**TEXT PASSAGE:**

** START **

By Dave Tucker
Saturday, July 31, 2010

Grandson Alec Foote at the site Saturday 7/31/10. Click to enlarge any image.
Construction has nearly completely destroyed the glacially smoothed and striated slab on Samish Hill in Bellingham. The site was featured in a March posting. Now there is an 8-foot-deep pit blasted into coarse facies of the Chuckanut Formation; this will be the home of the new Temple Beth El synagogue. A few interesting sites remain to be seen: coal seams, curiously-textured very coarse-grained sandstone, some coalified fossil branches. If the big yellow tracked crusher is still there, that is worth a look-see. The erratics discussed in the previous story are still there, though getting overgrown by high field grass. TH SITE FEATURED ON THIS FIELD TRIP WILL LIKELY BE GONE WITHIN DAYS, SO DO NOT DELAY. It makes for a quick outing, an hour at most on a sunny day (well, it was sunny when I started this!) this weekend.

How to find the 'Samish Slab'. Click to enlarge
Getting there: These are new directions, as access through the construction entrance is less feasable now. Begin at a foot trail on City of Bellingham right of way at the south end of 47th Street. The trail, ‘paved’ with poorly sorted glacial drift, goes south through shaded and pleasantly cool second [third?] growth forest. Turn left at a T-junction after about 200 yards. The trail ascends slightly, and shortly comes to a nexus of several trails. The construction site is visible off to the left, but instead of crossing over the ‘no trespassing’ sign, continue straight on a trail with low bushes to the left between you and the construction site. You will see one or more faint tracks going left a few feet into the grassy construction clearing. Walk east (right) along the fence at the top of the pit. If there is no work going on, you’ll figure out how to get down into the pit.

** END **

**RECORDED DATA:**
** START **

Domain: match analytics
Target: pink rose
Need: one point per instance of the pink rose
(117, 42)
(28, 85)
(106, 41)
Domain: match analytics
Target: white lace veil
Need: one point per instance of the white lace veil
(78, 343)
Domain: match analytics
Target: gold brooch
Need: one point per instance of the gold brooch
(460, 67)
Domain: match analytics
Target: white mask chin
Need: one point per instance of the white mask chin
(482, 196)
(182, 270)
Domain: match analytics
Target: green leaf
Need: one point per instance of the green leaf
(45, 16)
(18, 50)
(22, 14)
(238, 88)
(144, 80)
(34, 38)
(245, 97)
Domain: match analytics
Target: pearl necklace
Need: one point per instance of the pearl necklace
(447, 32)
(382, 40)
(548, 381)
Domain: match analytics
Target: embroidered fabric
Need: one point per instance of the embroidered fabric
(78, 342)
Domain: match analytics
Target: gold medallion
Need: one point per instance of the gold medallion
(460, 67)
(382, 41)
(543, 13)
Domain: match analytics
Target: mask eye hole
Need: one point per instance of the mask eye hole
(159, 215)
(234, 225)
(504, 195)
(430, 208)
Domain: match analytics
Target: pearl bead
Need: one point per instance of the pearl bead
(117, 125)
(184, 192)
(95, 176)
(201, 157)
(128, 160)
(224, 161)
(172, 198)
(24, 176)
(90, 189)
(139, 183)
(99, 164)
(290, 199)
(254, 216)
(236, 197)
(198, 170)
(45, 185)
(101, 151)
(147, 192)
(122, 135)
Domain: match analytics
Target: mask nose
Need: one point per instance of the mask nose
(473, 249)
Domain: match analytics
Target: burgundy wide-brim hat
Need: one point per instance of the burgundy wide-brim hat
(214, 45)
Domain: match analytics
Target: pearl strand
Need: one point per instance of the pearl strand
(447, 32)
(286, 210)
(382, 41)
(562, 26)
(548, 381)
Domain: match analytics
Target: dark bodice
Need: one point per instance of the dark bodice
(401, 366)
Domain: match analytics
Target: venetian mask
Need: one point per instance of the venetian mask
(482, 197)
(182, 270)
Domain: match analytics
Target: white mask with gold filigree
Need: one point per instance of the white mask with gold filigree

** END **

**TASK SET:**
**a.** Using the Samish Hill field trip text, answer:
(i) How deep is the pit blasted into the Chuckanut Formation?
(ii) What will be built at the construction site?
(iii) After about how far along the foot trail do you turn left at a T-junction?
**b.** From the Samish Hill field trip text, return the passage between "Construction has nearly" and "this!) this weekend.", inclusive.

**OUTPUTS FOR THE TASKS:**
**a.**
(i) 8 feet
(ii) The new Temple Beth El synagogue
(iii) About 200 yards

**b.**
Construction has nearly completely destroyed the glacially smoothed and striated slab on Samish Hill in Bellingham. The site was featured in a March posting. Now there is an 8-foot-deep pit blasted into coarse facies of the Chuckanut Formation; this will be the home of the new Temple Beth El synagogue. A few interesting sites remain to be seen: coal seams, curiously-textured very coarse-grained sandstone, some coalified fossil branches. If the big yellow tracked crusher is still there, that is worth a look-see. The erratics discussed in the previous story are still there, though getting overgrown by high field grass. TH SITE FEATURED ON THIS FIELD TRIP WILL LIKELY BE GONE WITHIN DAYS, SO DO NOT DELAY. It makes for a quick outing, an hour at most on a sunny day (well, it was sunny when I started this!) this weekend.